* EXTRACT PROVIDED
Evaluate Recipe
Last updated
Last updated
Evaluate Recipe involves using "LLM as a Judge" technique to validate the recipe responses using various evaluation metrics and judging criteria. This process includes measuring performance, analyzing results, and using findings to decide on the recipe's refinement or further improvement. The aim is to ensure the recipe meets desired standards and achieves its objectives.
A recipe can be tested by bringing and configuring the Evaluate element into the recipe canvas.
You can select from the existing evaluation prompts in the prompt playground to add to the recipe. A prompt is associated with a LLM and Model parameters.
You can provide an evaluation dataset in a CSV format which acts as a ground truth for recipe evaluation. The evaluation dataset must contain two columns. First column should include the input questions and the second column contains the ground-truth answer to the question. Here is an example of evaluation dataset.
Link the recipe's RAG Prompt element to the Evaluation element in the recipe canvas. This link allows the evaluation prompt to access and utilize the recipe's RAG prompt output for evaluation.
invoke the recipe's RAG pipeline for each of the question the evaluation dataset, obtain the responses and evaluate each response against the metrics and criteria defined in the evaluation prompt.

* EXERCISE BRIEF
Summarize the text on evaluating a recipe in two sentences. The data that comes next has no connection to the text above.

* RECORD EXCERPTS
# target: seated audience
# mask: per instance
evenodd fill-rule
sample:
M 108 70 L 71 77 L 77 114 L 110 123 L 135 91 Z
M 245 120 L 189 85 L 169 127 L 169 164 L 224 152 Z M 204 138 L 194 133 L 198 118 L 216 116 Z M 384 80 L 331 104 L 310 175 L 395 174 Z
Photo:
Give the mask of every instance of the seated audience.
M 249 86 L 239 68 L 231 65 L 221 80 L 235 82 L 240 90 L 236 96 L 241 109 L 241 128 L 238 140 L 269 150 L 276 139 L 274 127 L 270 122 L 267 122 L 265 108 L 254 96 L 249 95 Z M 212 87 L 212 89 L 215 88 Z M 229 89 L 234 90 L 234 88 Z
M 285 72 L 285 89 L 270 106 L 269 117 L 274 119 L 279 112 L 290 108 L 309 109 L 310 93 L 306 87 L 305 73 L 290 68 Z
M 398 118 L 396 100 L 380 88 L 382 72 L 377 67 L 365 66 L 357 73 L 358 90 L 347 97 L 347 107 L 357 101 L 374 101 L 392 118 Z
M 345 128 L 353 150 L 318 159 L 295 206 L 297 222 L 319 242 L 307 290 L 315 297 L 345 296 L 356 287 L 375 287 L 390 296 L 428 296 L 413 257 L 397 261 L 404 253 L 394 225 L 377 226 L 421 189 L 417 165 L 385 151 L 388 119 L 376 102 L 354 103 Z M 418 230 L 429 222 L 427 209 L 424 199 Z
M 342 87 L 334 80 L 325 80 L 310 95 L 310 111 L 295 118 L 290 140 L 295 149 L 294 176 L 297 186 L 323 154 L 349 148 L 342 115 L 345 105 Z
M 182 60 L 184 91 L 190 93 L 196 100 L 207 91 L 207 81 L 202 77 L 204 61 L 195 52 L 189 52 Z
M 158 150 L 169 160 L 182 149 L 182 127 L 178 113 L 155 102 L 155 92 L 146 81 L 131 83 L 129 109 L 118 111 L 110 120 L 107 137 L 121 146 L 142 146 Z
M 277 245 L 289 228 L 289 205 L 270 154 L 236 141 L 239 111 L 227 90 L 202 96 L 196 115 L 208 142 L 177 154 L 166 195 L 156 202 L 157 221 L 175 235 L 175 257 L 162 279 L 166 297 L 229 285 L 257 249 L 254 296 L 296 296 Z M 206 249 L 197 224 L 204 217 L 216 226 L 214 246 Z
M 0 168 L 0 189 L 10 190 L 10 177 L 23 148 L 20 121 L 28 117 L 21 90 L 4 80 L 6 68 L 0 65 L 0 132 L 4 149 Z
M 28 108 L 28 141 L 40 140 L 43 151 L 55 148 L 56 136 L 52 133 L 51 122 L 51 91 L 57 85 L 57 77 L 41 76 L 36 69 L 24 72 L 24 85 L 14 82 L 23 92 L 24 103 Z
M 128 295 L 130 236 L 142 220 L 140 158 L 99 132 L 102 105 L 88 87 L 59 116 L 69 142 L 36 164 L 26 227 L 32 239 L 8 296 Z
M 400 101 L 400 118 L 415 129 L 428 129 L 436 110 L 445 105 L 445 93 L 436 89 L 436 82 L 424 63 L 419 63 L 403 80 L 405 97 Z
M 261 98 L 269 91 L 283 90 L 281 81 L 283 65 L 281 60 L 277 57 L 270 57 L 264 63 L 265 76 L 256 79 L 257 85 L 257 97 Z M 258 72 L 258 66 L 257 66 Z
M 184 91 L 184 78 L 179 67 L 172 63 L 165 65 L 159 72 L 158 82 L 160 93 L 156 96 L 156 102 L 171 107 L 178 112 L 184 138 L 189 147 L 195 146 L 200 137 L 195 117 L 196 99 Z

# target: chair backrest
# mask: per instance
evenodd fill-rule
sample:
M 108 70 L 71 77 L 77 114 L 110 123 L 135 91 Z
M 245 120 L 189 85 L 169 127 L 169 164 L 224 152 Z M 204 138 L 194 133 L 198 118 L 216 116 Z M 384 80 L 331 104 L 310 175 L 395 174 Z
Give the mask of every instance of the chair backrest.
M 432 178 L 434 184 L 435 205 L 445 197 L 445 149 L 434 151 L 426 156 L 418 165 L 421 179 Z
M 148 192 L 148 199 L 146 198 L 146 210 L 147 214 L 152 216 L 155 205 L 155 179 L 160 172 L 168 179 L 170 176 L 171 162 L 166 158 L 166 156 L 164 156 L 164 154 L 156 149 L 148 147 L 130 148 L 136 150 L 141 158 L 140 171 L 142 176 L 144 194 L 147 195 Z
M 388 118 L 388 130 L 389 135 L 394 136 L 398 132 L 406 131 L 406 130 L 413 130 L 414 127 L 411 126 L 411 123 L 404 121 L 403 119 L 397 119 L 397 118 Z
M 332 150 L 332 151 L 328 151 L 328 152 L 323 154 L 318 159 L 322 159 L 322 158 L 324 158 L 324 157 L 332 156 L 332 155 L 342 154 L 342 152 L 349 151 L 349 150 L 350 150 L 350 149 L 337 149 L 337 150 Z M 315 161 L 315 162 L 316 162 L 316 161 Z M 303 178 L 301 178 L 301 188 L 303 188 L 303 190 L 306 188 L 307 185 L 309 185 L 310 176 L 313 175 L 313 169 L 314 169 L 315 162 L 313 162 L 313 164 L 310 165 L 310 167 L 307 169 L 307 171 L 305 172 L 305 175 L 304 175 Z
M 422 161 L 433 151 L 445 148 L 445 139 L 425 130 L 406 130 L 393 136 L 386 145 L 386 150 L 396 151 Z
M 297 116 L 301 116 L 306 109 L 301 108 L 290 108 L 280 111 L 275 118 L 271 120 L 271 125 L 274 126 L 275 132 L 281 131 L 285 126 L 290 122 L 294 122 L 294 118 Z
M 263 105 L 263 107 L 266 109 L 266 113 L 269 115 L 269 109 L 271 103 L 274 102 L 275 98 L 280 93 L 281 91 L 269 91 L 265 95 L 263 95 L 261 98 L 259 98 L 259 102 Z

* SOLUTION BELOW
Evaluating a recipe uses the "LLM as a Judge" technique to validate its responses with evaluation metrics and judging criteria, and the findings guide decisions on refining or improving the recipe. To test a recipe, an Evaluate element is added to the recipe canvas, given an existing evaluation prompt and a two-column CSV evaluation dataset of input questions and ground-truth answers, and linked to the recipe's RAG Prompt element so that each response can be evaluated.